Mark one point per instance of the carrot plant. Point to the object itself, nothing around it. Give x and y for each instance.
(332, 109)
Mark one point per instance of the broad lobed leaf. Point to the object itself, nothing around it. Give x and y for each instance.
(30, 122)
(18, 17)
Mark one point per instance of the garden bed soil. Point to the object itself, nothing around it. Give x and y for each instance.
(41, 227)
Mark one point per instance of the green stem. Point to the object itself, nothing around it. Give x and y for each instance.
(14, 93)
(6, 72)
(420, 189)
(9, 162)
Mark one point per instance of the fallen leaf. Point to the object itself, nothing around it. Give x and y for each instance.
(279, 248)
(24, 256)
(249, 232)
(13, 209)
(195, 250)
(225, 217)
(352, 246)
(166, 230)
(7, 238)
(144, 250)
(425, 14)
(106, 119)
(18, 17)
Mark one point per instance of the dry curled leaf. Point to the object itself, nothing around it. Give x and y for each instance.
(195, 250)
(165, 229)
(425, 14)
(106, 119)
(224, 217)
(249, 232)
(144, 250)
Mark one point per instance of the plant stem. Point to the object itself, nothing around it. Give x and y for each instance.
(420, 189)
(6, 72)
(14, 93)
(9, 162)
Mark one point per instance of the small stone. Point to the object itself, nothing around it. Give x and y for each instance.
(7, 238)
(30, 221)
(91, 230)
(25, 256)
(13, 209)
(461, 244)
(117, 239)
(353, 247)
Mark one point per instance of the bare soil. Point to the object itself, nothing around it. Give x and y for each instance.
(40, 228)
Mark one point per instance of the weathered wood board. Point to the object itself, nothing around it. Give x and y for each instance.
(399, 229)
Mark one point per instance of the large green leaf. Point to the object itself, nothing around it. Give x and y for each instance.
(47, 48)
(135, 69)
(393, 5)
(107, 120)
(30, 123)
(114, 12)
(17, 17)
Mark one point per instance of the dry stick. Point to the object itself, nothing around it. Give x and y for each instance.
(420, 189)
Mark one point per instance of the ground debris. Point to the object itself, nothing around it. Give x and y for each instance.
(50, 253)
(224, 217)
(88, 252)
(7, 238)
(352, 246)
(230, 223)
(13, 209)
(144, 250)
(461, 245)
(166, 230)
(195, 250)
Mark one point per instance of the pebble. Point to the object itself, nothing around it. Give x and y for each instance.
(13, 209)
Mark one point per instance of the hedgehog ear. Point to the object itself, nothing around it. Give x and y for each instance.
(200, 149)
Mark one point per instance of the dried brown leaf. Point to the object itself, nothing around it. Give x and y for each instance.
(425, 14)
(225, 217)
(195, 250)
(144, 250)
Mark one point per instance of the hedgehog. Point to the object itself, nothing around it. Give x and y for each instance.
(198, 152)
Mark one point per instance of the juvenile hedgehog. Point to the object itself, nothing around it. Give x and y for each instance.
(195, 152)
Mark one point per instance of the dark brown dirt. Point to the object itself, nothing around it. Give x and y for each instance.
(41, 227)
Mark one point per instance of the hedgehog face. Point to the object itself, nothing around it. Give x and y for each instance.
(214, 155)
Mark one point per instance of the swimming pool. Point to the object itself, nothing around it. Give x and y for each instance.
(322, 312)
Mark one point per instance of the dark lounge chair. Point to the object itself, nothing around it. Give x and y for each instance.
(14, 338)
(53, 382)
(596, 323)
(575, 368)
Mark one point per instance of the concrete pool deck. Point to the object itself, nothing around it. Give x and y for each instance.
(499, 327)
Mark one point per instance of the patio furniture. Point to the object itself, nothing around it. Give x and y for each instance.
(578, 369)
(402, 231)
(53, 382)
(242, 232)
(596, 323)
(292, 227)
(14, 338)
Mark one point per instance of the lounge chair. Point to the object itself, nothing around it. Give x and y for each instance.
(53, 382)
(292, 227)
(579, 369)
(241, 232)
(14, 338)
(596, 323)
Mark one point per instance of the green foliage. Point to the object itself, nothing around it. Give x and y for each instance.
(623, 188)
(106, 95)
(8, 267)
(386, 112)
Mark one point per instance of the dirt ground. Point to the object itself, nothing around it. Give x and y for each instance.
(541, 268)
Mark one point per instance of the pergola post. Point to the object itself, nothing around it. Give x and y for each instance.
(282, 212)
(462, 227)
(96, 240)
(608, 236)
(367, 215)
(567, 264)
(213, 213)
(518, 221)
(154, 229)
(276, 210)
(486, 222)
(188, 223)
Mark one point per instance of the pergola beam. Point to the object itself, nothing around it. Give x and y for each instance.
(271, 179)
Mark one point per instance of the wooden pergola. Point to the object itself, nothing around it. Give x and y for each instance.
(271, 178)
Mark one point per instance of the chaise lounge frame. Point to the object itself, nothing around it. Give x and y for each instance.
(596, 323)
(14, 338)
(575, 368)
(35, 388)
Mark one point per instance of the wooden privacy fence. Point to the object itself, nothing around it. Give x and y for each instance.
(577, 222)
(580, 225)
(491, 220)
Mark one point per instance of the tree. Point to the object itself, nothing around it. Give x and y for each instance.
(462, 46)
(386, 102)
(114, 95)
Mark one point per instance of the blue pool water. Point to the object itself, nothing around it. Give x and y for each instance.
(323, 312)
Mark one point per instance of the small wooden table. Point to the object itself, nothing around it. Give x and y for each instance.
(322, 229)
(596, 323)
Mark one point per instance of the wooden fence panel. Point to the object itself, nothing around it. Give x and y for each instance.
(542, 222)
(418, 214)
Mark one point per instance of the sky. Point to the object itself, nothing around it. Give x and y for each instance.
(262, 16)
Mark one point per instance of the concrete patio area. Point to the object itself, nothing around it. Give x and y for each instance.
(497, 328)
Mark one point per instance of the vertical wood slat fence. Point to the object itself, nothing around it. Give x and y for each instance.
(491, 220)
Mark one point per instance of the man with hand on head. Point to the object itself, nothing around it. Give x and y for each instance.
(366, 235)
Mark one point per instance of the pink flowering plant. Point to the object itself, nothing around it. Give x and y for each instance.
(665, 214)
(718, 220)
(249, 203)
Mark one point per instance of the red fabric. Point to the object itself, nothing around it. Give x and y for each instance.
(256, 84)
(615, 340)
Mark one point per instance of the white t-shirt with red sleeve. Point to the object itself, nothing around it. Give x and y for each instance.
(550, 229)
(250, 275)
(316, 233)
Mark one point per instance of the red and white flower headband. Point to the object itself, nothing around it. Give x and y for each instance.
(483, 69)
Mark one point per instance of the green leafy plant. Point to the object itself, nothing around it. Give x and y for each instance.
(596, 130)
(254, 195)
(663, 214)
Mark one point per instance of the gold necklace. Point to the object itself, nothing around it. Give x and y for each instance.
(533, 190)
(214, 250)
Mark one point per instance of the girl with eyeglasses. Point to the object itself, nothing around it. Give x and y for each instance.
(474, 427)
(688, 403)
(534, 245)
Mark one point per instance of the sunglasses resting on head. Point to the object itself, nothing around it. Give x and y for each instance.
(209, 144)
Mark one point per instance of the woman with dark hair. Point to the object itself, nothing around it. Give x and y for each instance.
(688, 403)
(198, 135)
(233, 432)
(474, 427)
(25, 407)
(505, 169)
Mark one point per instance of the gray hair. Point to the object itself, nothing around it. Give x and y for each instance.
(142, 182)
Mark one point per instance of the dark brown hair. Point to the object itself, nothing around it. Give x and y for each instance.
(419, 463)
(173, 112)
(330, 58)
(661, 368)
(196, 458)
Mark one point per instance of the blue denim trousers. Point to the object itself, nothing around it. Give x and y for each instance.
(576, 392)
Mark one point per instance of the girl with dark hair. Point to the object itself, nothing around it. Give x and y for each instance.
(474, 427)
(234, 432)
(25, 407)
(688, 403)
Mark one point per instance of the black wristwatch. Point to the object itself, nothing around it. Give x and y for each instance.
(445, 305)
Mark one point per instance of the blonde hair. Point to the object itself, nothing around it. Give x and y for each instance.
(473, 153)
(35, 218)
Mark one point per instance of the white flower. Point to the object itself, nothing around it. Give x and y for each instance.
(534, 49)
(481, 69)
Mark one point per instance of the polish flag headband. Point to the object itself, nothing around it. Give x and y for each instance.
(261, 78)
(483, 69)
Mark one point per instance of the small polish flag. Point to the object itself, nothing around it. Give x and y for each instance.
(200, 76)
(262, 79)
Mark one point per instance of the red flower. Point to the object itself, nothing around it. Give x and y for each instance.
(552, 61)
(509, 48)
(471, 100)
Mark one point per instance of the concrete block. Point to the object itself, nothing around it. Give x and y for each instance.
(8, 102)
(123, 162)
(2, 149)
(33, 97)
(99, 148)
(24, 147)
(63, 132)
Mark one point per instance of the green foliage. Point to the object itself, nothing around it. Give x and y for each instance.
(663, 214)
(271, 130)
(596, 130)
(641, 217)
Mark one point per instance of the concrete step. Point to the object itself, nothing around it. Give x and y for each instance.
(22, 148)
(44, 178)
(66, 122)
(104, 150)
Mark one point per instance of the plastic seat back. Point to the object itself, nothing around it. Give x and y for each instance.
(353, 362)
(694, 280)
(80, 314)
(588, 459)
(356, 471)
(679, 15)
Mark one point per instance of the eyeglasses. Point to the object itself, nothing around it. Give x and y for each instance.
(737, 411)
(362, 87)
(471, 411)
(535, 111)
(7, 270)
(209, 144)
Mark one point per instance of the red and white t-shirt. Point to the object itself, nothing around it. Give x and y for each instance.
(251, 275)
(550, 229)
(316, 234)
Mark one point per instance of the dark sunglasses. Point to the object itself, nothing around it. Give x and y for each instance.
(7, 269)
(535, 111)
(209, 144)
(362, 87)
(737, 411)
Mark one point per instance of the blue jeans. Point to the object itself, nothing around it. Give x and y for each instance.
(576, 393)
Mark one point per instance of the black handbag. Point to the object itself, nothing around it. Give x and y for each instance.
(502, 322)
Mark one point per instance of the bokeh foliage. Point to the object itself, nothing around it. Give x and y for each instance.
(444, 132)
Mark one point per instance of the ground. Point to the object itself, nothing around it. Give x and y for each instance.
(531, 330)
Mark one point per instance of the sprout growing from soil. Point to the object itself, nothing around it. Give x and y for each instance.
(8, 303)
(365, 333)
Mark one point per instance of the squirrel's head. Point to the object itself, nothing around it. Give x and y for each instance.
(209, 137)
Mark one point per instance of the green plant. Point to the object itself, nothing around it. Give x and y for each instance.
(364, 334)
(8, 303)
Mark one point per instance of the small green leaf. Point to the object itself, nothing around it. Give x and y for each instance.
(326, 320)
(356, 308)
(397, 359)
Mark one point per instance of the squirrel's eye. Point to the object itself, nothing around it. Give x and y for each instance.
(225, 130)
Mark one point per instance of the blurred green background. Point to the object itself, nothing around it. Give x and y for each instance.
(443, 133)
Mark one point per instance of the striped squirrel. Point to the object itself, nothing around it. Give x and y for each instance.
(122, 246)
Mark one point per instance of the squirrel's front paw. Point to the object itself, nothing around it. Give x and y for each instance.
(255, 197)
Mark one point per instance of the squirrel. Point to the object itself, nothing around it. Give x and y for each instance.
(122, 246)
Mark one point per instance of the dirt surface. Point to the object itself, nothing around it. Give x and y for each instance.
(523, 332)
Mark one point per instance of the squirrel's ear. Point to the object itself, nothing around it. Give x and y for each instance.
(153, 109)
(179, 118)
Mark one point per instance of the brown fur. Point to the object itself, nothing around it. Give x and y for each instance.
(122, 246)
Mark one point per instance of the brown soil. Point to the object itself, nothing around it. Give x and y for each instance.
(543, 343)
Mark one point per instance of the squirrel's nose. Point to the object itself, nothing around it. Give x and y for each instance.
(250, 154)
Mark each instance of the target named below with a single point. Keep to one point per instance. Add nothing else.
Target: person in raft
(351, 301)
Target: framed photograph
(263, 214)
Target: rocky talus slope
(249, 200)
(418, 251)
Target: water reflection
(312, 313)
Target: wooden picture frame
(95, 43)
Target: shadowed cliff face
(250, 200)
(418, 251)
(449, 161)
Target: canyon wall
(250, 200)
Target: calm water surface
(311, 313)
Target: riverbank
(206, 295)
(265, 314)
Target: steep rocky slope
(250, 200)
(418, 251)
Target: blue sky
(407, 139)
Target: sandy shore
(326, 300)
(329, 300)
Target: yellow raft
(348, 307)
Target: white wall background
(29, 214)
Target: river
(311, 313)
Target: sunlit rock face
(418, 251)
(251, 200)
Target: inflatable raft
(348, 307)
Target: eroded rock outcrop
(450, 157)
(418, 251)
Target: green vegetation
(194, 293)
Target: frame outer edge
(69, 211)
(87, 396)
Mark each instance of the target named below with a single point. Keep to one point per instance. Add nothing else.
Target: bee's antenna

------------------------------------------------

• [About this exercise]: From the line with "Target: sunlit rock face" to the final line of the data above, please reproduce every line exactly and add nothing.

• [Answer to this exercise]:
Target: sunlit rock face
(418, 251)
(251, 200)
Target: inflatable raft
(348, 307)
Target: eroded rock outcrop
(450, 157)
(418, 251)
Target: green vegetation
(194, 293)
Target: frame outer edge
(69, 211)
(87, 396)
Mark each instance of the target named below with a single point. Keep to one point per instance. Add nothing else.
Target: bee's antenna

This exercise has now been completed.